TASK OBJECTIVE =>
Rewrite every entry below with each "instance" changed to "occurrence" and nothing else altered.

DATA LINES =>
--- Start ---

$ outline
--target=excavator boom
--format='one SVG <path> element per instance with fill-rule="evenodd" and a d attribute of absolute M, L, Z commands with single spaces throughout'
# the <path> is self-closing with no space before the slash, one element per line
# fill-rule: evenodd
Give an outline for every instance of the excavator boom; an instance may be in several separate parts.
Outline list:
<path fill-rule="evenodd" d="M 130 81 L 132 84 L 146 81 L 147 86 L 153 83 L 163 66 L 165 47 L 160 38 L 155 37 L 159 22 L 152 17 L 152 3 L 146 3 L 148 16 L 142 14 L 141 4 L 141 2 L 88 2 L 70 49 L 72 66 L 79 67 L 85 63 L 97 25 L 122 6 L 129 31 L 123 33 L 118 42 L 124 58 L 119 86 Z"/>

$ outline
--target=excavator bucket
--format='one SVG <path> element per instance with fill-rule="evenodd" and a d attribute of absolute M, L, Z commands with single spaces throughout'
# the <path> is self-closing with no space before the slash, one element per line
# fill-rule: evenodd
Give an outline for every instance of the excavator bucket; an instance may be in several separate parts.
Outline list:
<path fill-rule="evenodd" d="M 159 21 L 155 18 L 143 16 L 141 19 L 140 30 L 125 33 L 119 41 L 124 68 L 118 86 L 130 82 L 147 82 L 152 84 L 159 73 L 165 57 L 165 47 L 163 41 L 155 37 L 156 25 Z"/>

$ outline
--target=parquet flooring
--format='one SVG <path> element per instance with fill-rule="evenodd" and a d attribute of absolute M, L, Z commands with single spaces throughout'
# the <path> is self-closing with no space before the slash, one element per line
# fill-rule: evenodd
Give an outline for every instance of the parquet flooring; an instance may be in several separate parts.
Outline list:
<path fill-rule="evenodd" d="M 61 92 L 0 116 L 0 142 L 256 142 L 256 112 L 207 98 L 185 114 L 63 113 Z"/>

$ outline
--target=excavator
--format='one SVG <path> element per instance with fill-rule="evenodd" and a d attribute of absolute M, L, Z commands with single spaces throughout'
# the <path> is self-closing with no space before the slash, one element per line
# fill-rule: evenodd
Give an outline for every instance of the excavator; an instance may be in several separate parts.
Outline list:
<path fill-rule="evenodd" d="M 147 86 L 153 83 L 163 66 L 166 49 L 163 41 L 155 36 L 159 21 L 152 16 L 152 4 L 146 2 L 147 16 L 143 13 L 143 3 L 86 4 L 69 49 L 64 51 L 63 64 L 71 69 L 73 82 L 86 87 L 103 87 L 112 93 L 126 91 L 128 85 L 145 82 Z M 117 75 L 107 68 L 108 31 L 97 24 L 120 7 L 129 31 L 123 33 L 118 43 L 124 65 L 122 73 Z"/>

--- End ---

THE SOLUTION =>
$ outline
--target=excavator boom
--format='one SVG <path> element per occurrence with fill-rule="evenodd" and a d attribute of absolute M, L, Z commands with single spaces throughout'
# the <path> is self-closing with no space before the slash, one element per line
# fill-rule: evenodd
Give an outline for every occurrence of the excavator boom; an occurrence may be in several separate parts.
Outline list:
<path fill-rule="evenodd" d="M 130 81 L 132 84 L 146 81 L 147 86 L 153 83 L 163 66 L 165 47 L 160 38 L 155 37 L 159 22 L 152 17 L 152 3 L 146 3 L 148 16 L 142 14 L 141 4 L 141 2 L 88 2 L 70 49 L 72 66 L 79 67 L 85 63 L 97 25 L 122 6 L 129 31 L 123 33 L 118 42 L 124 58 L 119 86 Z"/>

$ outline
--target=excavator bucket
--format='one SVG <path> element per occurrence with fill-rule="evenodd" and a d attribute of absolute M, L, Z commands with single spaces throughout'
# the <path> is self-closing with no space before the slash, one element per line
# fill-rule: evenodd
Give an outline for every occurrence of the excavator bucket; an occurrence may be in several separate parts.
Outline list:
<path fill-rule="evenodd" d="M 159 21 L 155 18 L 143 16 L 141 19 L 140 30 L 125 33 L 119 41 L 124 68 L 118 86 L 130 82 L 147 82 L 152 84 L 159 73 L 165 57 L 165 47 L 163 41 L 155 37 L 156 25 Z"/>

$ outline
--target=parquet flooring
--format='one SVG <path> element per occurrence with fill-rule="evenodd" and a d attribute of absolute M, L, Z commands with single spaces throughout'
# the <path> is self-closing with no space before the slash, one element per line
# fill-rule: evenodd
Give an outline for every occurrence of the parquet flooring; an occurrence may be in several separate parts.
Outline list:
<path fill-rule="evenodd" d="M 61 92 L 0 116 L 0 142 L 256 142 L 256 112 L 207 98 L 185 114 L 63 113 Z"/>

$ outline
--target=excavator
--format='one SVG <path> element per occurrence with fill-rule="evenodd" and a d attribute of absolute M, L, Z commands with single spaces throughout'
# the <path> is self-closing with no space before the slash, one element per line
# fill-rule: evenodd
Give an outline for every occurrence of the excavator; an occurrence may be in several separate parts.
Outline list:
<path fill-rule="evenodd" d="M 147 86 L 153 83 L 163 66 L 166 49 L 163 41 L 155 36 L 159 21 L 152 16 L 152 4 L 146 2 L 147 16 L 143 13 L 143 3 L 86 4 L 69 49 L 64 51 L 63 64 L 71 69 L 73 82 L 86 87 L 103 87 L 112 93 L 126 91 L 128 85 L 145 82 Z M 117 75 L 107 68 L 108 31 L 97 24 L 120 7 L 129 31 L 123 33 L 118 43 L 124 65 L 122 73 Z"/>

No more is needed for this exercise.